• [PAGE]:
The SIGPIPE issue has been distracting.  I originally set out to look at
scenarios when a running application experiences a failure in a
memcached server, and to test with consistent hashing.


Say I have six memcached servers.  If I lose a server I lose what was
stored in that server.

So, I'm looking at the situation were a server goes down and then a
new server is brought up in its place (but obviously w/o any data).
So, I'm looking at the hit and miss ratio while one server is down and
when it is then later replaced.

This is just a first pass at looking at this, but consistent hashing
seems to do slightly better, but only if "memc" is persisted the
entire time a server is lost and brought back up (empty).  If memc is
not persisted then it does much worse.  And with forking app servers
can't be sure when a server is restarted.

So, I create six memcached servers, write 40K items, and then kill a
server, check my hits and misses, then start up a new server on the
same port.

I'm ignoring SIGPIPE.  And I'm only looking at reads from a populated
cache.  It is too early (in these tests and in the morning) to draw
any conclusions.  Plus, I'm well aware of my limited understanding of
memcached and the hashing algorithms.  I suspect this makes perfect
sense to those that know about this stuff. ;)


Caching "YES" means caching for the entire pass (including
dropping and restarting a server), where "NO" means only that a
new memc was created after each pass at reading all entries in the
cache (not a new memc between each memcached_get).

• [INFORMATION PROVIDED]:
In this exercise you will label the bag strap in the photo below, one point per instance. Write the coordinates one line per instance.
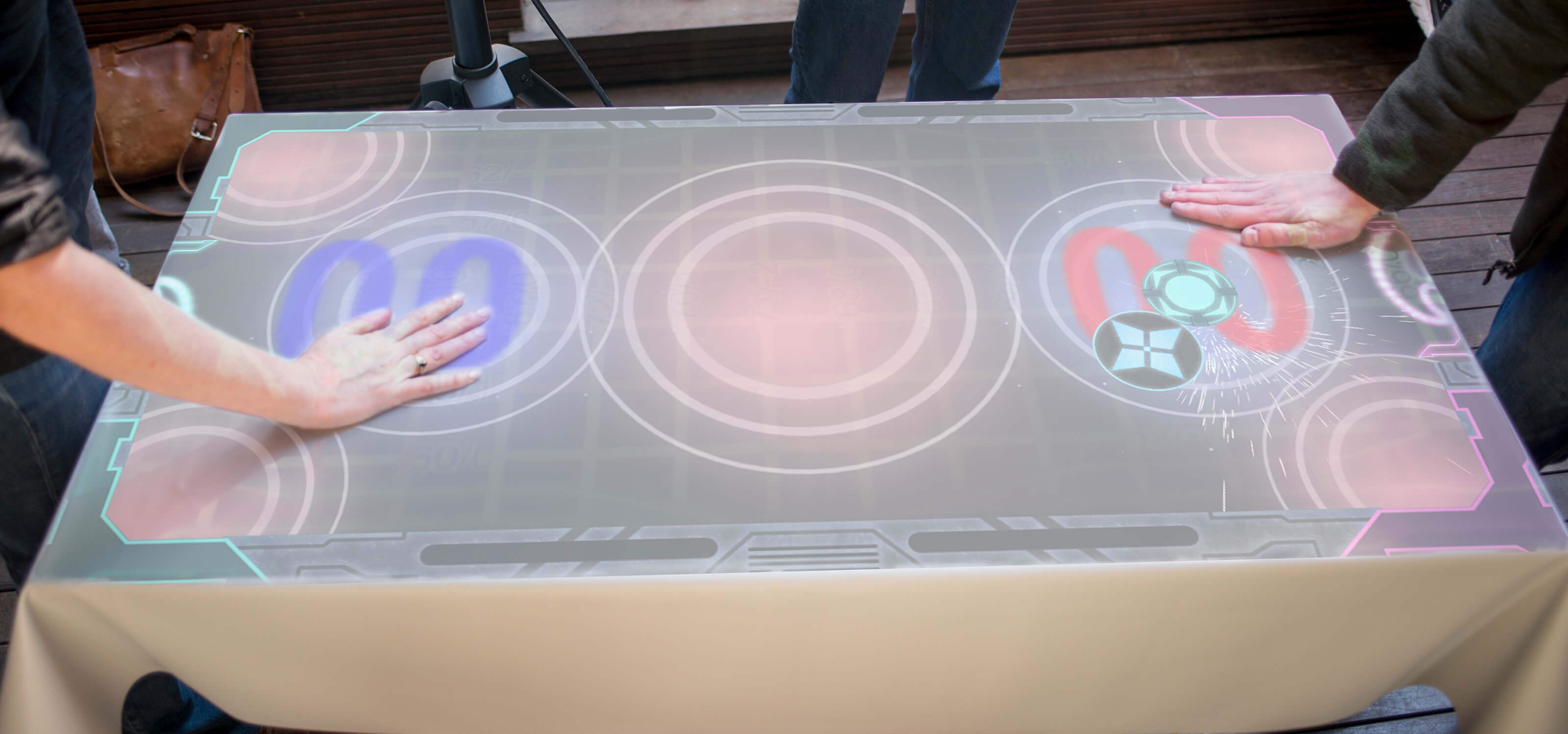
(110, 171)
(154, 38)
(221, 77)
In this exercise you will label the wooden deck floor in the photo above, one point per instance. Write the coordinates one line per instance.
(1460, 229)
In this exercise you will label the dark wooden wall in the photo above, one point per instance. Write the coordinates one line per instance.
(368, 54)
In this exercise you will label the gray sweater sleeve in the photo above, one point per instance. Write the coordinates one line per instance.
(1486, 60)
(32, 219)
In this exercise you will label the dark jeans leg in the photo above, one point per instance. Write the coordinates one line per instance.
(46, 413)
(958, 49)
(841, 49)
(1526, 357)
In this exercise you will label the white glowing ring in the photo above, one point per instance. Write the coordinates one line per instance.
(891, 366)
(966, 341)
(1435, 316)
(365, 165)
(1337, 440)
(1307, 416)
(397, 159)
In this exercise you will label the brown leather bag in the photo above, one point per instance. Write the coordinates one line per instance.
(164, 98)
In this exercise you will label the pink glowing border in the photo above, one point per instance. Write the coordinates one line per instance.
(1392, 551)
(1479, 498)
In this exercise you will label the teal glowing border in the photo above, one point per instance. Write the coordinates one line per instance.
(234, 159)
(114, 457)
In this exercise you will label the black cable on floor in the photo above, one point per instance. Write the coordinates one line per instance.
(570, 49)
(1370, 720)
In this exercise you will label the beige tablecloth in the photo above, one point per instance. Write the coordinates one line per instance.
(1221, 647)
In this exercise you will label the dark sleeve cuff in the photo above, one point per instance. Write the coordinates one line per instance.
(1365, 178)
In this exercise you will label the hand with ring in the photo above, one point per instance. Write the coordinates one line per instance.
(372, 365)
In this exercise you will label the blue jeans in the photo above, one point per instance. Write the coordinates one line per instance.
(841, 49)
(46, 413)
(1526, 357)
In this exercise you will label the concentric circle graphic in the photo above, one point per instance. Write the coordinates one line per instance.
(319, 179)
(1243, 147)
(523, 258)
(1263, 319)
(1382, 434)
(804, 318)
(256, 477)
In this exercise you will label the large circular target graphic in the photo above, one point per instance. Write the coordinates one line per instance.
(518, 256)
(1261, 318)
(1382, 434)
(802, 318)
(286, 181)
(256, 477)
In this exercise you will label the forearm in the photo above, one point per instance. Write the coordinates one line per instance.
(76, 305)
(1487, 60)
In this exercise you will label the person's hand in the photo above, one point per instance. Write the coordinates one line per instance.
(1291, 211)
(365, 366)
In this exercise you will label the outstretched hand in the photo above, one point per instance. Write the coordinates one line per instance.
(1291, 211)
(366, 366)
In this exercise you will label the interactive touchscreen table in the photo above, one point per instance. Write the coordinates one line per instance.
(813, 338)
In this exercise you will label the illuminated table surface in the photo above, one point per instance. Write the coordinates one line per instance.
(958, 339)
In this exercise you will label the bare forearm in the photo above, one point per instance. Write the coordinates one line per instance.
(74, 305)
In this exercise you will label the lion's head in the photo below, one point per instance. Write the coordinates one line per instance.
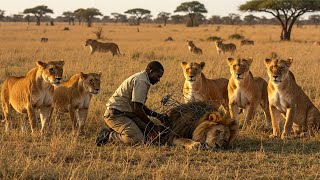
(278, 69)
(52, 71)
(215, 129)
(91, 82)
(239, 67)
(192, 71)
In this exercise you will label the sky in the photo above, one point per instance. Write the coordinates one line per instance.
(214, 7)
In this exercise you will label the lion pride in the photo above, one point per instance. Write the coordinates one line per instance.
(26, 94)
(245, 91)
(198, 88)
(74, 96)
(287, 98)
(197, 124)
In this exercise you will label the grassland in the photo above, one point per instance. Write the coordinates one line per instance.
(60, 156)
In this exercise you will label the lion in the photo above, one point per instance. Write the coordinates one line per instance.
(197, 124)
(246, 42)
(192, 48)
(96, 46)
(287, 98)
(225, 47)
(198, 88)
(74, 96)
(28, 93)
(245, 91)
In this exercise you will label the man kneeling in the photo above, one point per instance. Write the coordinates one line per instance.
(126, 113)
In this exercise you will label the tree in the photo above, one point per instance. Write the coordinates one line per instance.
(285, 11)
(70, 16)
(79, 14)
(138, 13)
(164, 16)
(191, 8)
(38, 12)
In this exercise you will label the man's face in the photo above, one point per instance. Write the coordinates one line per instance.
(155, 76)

• [WORK TO COMPLETE]:
1. According to the memcached post, why does it matter whether "memc" is persisted? Answer in one to three sentences.
2. Carry on the memcached post past its last sentence.

• [ANSWERS FOR THE EXERCISE]:
1. Consistent hashing does slightly better only if "memc" is persisted the whole time a server is lost and then brought back up empty. If it is not persisted, consistent hashing does much worse. With forking app servers, you can't be sure when a server is restarted.

2.
Caching Connection: NO
Ketama: NO
Hit: 33347.  Miss: 6653.  Total: 40000 (drop server)
Hit: 33347.  Miss: 6653.  Total: 40000 (replace server))


Caching Connection: YES
Ketama: NO
Hit: 33340.  Miss: 6660.  Total: 40000 (drop server)
Hit: 33339.  Miss: 6661.  Total: 40000 (replace)


Caching Connection: NO
Ketama: YES
Hit: 34012.  Miss: 5988.  Total: 40000 (drop server)
Hit: 29204.  Miss: 10796.  Total: 40000 (replace)


Caching Connection: YES
Ketama: YES
Hit: 34088.  Miss: 5912.  Total: 40000 (drop server)
Hit: 34087.  Miss: 5913.  Total: 40000 (replace)


Of course, where the consistent hashing helps is when the number of
servers changes.

Without caching AND changing the server list after dropping a server:

Ketama: NO
Hit: 6746.  Miss: 33254.  Total: 40000 (connecting with 5 servers)
Hit: 33315.  Miss: 6685.  Total: 40000 (replace and connect with 6)

Ketama: YES
Hit: 34248.  Miss: 5752.  Total: 40000 (connecting with 5 servers)
Hit: 29382.  Miss: 10618.  Total: 40000 (replace)

In this case is looks like Ketama helps if you simply drop the server,
but if that server is the server is replaced it's worse.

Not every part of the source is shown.